Directions | Output every line of the material exactly, omitting images.

Records to use |
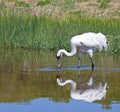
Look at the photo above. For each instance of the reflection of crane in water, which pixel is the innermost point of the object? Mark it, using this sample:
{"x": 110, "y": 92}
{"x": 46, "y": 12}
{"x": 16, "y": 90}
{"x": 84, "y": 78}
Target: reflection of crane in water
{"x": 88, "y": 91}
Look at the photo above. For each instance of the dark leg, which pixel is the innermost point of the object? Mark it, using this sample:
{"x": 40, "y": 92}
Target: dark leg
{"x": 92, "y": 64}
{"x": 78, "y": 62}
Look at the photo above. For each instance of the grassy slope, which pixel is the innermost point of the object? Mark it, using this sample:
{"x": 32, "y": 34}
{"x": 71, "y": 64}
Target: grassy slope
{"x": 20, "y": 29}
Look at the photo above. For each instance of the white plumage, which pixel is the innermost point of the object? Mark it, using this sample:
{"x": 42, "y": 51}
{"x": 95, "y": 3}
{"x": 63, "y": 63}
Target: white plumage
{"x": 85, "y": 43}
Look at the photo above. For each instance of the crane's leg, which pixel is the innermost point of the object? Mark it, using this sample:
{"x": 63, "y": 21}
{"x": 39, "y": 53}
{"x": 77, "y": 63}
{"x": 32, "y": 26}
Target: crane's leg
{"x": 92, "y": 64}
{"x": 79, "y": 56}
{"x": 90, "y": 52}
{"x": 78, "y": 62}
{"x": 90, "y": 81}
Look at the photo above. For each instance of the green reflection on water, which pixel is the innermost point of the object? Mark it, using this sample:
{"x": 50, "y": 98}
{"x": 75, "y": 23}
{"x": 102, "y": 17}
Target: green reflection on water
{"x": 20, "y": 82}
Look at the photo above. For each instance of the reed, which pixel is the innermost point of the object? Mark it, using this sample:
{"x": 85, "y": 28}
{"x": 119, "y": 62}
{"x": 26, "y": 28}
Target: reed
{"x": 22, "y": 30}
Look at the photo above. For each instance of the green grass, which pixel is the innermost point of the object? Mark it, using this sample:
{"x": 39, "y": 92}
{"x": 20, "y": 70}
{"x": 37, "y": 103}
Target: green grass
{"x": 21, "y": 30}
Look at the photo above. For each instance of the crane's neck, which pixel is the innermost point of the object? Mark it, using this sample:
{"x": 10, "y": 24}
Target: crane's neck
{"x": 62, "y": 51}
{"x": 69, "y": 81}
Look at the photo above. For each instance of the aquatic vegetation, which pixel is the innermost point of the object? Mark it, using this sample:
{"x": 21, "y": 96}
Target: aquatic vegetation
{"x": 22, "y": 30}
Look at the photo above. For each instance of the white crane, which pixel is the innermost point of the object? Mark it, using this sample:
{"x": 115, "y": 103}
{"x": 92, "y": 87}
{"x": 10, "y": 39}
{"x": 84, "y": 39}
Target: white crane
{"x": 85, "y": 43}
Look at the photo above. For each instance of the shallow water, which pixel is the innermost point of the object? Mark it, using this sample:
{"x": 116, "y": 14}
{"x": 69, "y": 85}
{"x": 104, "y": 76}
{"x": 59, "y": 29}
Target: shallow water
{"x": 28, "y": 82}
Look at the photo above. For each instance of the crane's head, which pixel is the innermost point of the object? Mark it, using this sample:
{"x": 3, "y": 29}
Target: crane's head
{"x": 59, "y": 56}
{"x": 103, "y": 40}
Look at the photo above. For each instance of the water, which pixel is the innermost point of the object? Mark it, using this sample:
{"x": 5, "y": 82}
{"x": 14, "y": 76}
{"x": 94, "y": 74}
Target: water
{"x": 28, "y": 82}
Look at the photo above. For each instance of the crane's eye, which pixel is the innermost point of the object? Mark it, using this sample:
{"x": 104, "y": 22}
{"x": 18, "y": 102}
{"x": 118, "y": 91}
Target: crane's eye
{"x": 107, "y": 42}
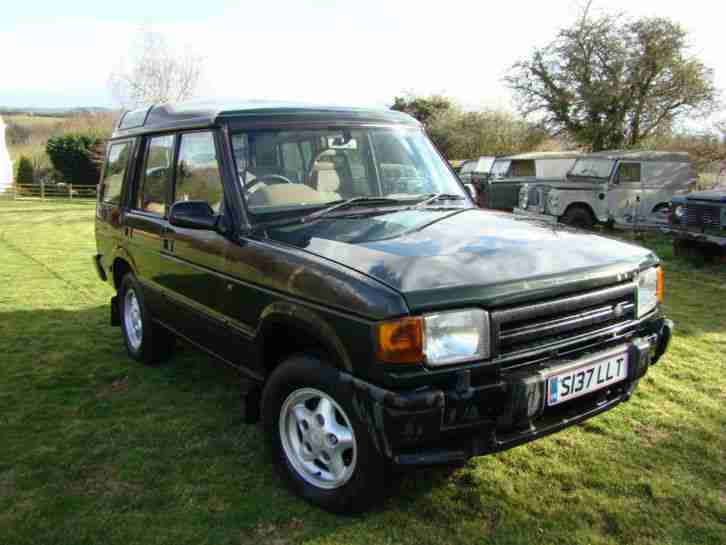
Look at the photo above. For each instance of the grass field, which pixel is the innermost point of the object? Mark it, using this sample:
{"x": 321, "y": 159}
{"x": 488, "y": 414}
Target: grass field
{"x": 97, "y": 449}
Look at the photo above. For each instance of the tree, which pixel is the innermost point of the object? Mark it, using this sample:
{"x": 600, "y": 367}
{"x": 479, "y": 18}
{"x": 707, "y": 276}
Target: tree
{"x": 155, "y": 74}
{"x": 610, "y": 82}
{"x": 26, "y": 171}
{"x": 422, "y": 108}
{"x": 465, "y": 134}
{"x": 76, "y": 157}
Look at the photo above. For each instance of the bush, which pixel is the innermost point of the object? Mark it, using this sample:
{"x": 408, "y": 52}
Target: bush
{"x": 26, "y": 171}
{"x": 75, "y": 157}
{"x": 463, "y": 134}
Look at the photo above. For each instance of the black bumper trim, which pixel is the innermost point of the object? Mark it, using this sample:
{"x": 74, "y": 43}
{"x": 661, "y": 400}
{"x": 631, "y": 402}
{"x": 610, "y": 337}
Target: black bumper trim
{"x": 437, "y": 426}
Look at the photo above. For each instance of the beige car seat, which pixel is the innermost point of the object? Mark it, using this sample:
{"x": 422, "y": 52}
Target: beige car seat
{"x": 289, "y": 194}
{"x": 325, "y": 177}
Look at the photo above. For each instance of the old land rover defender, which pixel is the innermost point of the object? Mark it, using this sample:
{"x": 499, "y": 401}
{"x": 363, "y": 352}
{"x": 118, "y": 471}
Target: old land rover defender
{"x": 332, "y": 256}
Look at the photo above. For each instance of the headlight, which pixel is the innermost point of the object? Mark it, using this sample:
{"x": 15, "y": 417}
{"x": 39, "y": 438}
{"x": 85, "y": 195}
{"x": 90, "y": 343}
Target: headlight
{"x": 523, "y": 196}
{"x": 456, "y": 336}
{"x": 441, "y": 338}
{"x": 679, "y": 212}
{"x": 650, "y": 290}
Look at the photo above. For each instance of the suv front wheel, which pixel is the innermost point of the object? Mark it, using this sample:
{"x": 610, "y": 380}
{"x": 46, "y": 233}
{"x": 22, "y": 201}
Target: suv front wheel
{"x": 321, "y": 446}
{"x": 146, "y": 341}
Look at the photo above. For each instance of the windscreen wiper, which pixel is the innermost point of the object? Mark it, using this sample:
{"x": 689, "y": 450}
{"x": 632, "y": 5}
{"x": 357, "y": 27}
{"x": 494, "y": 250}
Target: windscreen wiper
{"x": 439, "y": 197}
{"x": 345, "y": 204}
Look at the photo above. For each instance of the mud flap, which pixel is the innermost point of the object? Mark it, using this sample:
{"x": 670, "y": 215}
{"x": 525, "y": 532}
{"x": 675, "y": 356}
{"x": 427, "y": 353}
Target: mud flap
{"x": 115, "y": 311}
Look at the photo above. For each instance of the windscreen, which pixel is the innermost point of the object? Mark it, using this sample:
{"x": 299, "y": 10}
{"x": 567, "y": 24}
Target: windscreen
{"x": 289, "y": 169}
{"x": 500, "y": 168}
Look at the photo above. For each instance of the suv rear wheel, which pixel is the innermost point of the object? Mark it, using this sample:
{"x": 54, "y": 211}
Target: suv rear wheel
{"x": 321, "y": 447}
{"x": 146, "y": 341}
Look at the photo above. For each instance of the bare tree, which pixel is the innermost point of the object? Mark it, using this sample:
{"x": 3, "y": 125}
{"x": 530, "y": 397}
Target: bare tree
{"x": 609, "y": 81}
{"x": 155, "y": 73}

Task response |
Look at the photo above. For each instance of the reflection of crane in water, which pixel is the innermost point of the object? Mark it, using this sample:
{"x": 110, "y": 92}
{"x": 46, "y": 12}
{"x": 16, "y": 90}
{"x": 84, "y": 78}
Target: reflection of crane in water
{"x": 88, "y": 91}
Look at the photo above. For each instance of the dark leg, which pixel is the innermost point of the object? Mark it, using this sample:
{"x": 40, "y": 92}
Target: dark leg
{"x": 92, "y": 64}
{"x": 78, "y": 62}
Look at the photo above. For each instance of the grassy slope, which pixel is the innermost point of the object? Mark it, using this sample:
{"x": 32, "y": 34}
{"x": 71, "y": 64}
Target: grassy slope
{"x": 20, "y": 29}
Look at the photo above. For each instance of the white plumage, which pixel is the innermost point of the object? Mark it, using this sample:
{"x": 42, "y": 51}
{"x": 95, "y": 3}
{"x": 63, "y": 63}
Target: white plumage
{"x": 85, "y": 43}
Look at the photo above. For each instance of the crane's leg, which pixel is the innermost point of the object? Mark it, using this sample:
{"x": 63, "y": 21}
{"x": 39, "y": 53}
{"x": 77, "y": 63}
{"x": 32, "y": 26}
Target: crane's leg
{"x": 92, "y": 64}
{"x": 79, "y": 56}
{"x": 90, "y": 52}
{"x": 78, "y": 62}
{"x": 90, "y": 81}
Look at the photo above. For each instance of the green reflection on water, which pixel is the innermost point of the object? Mark it, using this sample:
{"x": 50, "y": 98}
{"x": 75, "y": 23}
{"x": 102, "y": 17}
Target: green reflection on water
{"x": 20, "y": 82}
Look at the photo above. For each instance of the reed, which pixel is the innermost point of the object? Mark it, using this sample:
{"x": 85, "y": 28}
{"x": 119, "y": 62}
{"x": 26, "y": 28}
Target: reed
{"x": 22, "y": 30}
Look at the photo above. For each instance of the green grass, which pixel is the innermost point of the object? Mark it, using this sample:
{"x": 39, "y": 92}
{"x": 20, "y": 70}
{"x": 37, "y": 103}
Target: green grass
{"x": 21, "y": 30}
Look at the photo above. For each instance of the crane's neck, which pixel is the innermost point of the object? Mark it, using this sample:
{"x": 10, "y": 24}
Target: crane's neck
{"x": 62, "y": 51}
{"x": 69, "y": 81}
Look at the photo above. For each instance of the aquatic vegetation, which pixel is the innermost point of the object? Mark it, using this sample:
{"x": 21, "y": 96}
Target: aquatic vegetation
{"x": 22, "y": 30}
Look at the photo above. For each instance of the white crane, which pixel is the innermost point of the object? Mark it, using this sample:
{"x": 115, "y": 103}
{"x": 92, "y": 87}
{"x": 10, "y": 39}
{"x": 84, "y": 39}
Target: white crane
{"x": 85, "y": 43}
Look at the photo above. For each instance of the shallow water, which pixel is the innermost point of the object? Mark it, using this sample:
{"x": 116, "y": 14}
{"x": 69, "y": 85}
{"x": 104, "y": 76}
{"x": 59, "y": 29}
Target: shallow water
{"x": 28, "y": 82}
Look at the photo above. For each instance of the crane's head, which pixel is the innermost point of the object? Mark it, using this sample:
{"x": 3, "y": 29}
Target: crane's head
{"x": 59, "y": 56}
{"x": 103, "y": 40}
Look at the photo above. For each instance of the water, which pixel is the innermost point of the object? Mark it, using this sample:
{"x": 5, "y": 82}
{"x": 14, "y": 76}
{"x": 94, "y": 74}
Target: water
{"x": 28, "y": 82}
Look at the photo above. For each instance of the crane's eye, which pixel is the innermost point of the object? Mark it, using this sample:
{"x": 104, "y": 22}
{"x": 18, "y": 102}
{"x": 118, "y": 91}
Target: crane's eye
{"x": 107, "y": 42}
Look at the photo above. For each instance of the grass field, which pixel is the innermost point of the object? Mark it, using this sample:
{"x": 321, "y": 159}
{"x": 488, "y": 414}
Target: grass field
{"x": 97, "y": 449}
Look at the photo above. For each instance of the tree, which pixel is the innermost point of the object? Mark it, using this sample:
{"x": 600, "y": 367}
{"x": 479, "y": 18}
{"x": 707, "y": 276}
Target: tree
{"x": 155, "y": 74}
{"x": 610, "y": 82}
{"x": 26, "y": 171}
{"x": 422, "y": 108}
{"x": 465, "y": 134}
{"x": 76, "y": 157}
Look at the photo above. For each instance of the bush, which pixel is the innermost point of the object? Mark it, using this sample:
{"x": 408, "y": 52}
Target: bush
{"x": 26, "y": 171}
{"x": 75, "y": 157}
{"x": 463, "y": 134}
Look at the photo above. For each instance of the black bumper trim, which pixel is the innermost point of the object? Mark it, using this sample:
{"x": 74, "y": 43}
{"x": 661, "y": 400}
{"x": 631, "y": 402}
{"x": 610, "y": 337}
Target: black bumper trim
{"x": 437, "y": 426}
Look at the photo above. For each instance of the beige car seat, which pixel is the innermost point of the object? Mark it, using this sample:
{"x": 422, "y": 52}
Target: beige car seat
{"x": 289, "y": 194}
{"x": 325, "y": 177}
Look at the photo above. For each instance of the old land rover defender, which pixel is the innermost point of the object? Mark it, using this sample:
{"x": 499, "y": 401}
{"x": 363, "y": 352}
{"x": 118, "y": 471}
Target: old land rover defender
{"x": 332, "y": 256}
Look at the photo above. For each instance of the headlight, which pixel is the innermost point of the object? Mark it, using this sample:
{"x": 15, "y": 417}
{"x": 39, "y": 438}
{"x": 85, "y": 195}
{"x": 90, "y": 343}
Target: headlight
{"x": 523, "y": 196}
{"x": 456, "y": 336}
{"x": 441, "y": 338}
{"x": 679, "y": 212}
{"x": 650, "y": 290}
Look at the photo above. For each instance of the suv front wheel, which pixel is the innermost point of the object? Mark it, using this sample:
{"x": 610, "y": 380}
{"x": 46, "y": 233}
{"x": 22, "y": 201}
Target: suv front wheel
{"x": 321, "y": 446}
{"x": 146, "y": 341}
Look at the photo above. For each instance of the windscreen wiper, which pixel is the innermost point of the object? Mark it, using this sample:
{"x": 689, "y": 450}
{"x": 632, "y": 5}
{"x": 357, "y": 27}
{"x": 494, "y": 250}
Target: windscreen wiper
{"x": 439, "y": 197}
{"x": 345, "y": 204}
Look at the photo above. For each instance of the mud flap, which pixel is the innermost point of the object? Mark it, using this sample:
{"x": 670, "y": 215}
{"x": 525, "y": 532}
{"x": 675, "y": 356}
{"x": 427, "y": 353}
Target: mud flap
{"x": 115, "y": 311}
Look at the photo above. For each instance of the windscreen, which pixel is the innermost point of the object? Mark it, using this sample:
{"x": 299, "y": 10}
{"x": 567, "y": 24}
Target: windscreen
{"x": 289, "y": 169}
{"x": 500, "y": 168}
Look at the photo above. For each instance of the suv rear wheel, which pixel is the innermost point of the object? Mark it, using this sample:
{"x": 54, "y": 211}
Target: suv rear wheel
{"x": 321, "y": 447}
{"x": 146, "y": 341}
Look at the photo above. For each instance of the bare tree, which pixel is the innermost point of the object? Mark it, using this sample:
{"x": 3, "y": 125}
{"x": 530, "y": 397}
Target: bare tree
{"x": 609, "y": 81}
{"x": 155, "y": 73}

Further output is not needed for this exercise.